== Directions ==
Each entry needs to be reproduced verbatim.
Segment Open
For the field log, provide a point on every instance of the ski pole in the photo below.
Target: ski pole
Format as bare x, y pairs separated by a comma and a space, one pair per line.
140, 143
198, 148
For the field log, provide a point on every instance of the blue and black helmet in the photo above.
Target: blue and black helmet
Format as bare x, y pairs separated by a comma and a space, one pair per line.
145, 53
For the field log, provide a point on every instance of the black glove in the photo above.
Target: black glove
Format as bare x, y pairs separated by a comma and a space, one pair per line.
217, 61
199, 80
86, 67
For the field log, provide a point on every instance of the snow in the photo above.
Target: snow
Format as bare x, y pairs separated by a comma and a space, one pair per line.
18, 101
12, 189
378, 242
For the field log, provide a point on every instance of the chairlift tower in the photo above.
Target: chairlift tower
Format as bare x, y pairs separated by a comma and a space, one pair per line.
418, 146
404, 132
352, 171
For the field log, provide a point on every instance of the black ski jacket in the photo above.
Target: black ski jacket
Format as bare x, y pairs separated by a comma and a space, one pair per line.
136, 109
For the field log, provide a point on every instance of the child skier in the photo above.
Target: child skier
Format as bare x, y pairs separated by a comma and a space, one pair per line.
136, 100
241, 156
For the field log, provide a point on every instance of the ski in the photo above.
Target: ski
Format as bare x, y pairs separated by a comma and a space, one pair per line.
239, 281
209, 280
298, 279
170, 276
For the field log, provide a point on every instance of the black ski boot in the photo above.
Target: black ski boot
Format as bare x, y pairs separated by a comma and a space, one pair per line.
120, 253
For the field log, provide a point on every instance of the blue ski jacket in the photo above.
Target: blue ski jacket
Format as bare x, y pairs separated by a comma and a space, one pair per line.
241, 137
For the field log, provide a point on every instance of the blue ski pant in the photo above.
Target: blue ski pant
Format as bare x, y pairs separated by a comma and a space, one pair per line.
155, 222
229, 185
Segment Closed
== Reply ==
For the field log, provide a point on every instance of the ski pole in the photo below.
Target: ski pole
Format as bare x, y pairs separated by a comma and a space, one pair per line.
140, 143
198, 148
For the field log, provide a point on every instance of the blue and black helmet in the photo above.
Target: blue and black helmet
Format as bare x, y pairs separated by a comma and a space, one pair per line.
145, 53
For the field log, provide a point on every instance of the black glove in the photo above.
Target: black glove
Format as bare x, y pairs separated by a comma and a space, one pair per line.
217, 61
199, 80
86, 67
For the field log, provide a point on every instance of the snow in the photo above.
Target: snow
Format as bare x, y pairs separated by a comma and a space, one pair per line.
18, 101
12, 189
378, 242
For the field log, provide a point on every instance of the chairlift tower in the photo above.
Target: chairlift tower
Format as bare x, y pairs separated by a comma and a space, one pair per line.
418, 146
404, 132
352, 171
For the field log, provide a point on every instance of the black ski jacket in the photo above.
Target: black ski jacket
Format as bare x, y pairs separated by a comma and a space, one pair per line.
136, 109
For the field log, provide a point on every instance of the child skier in the photo above.
Target: child skier
Format as bare x, y pairs separated by a comma and a space, one pair per line.
136, 100
241, 156
For the field log, provide a point on every instance of the ski in the photo above.
Target: ski
Format as bare x, y pairs separated by a comma and a space, one pair per line.
239, 281
209, 280
298, 279
170, 276
For the field log, provide a point on every instance of the black ski boot in the photo above.
Target: black ski boot
Format as bare x, y pairs separated by a comma and a space, one pair per line.
120, 253
For the field log, provide a point on every instance of the blue ski jacket in the photo above.
Target: blue ski jacket
Format as bare x, y pairs separated by a comma and a space, one pair per line.
241, 137
For the field log, provide a point on every instance of the blue ski pant in the photo above.
Target: blue ski pant
Format as bare x, y pairs separated by a comma and a space, one pair per line.
155, 222
229, 185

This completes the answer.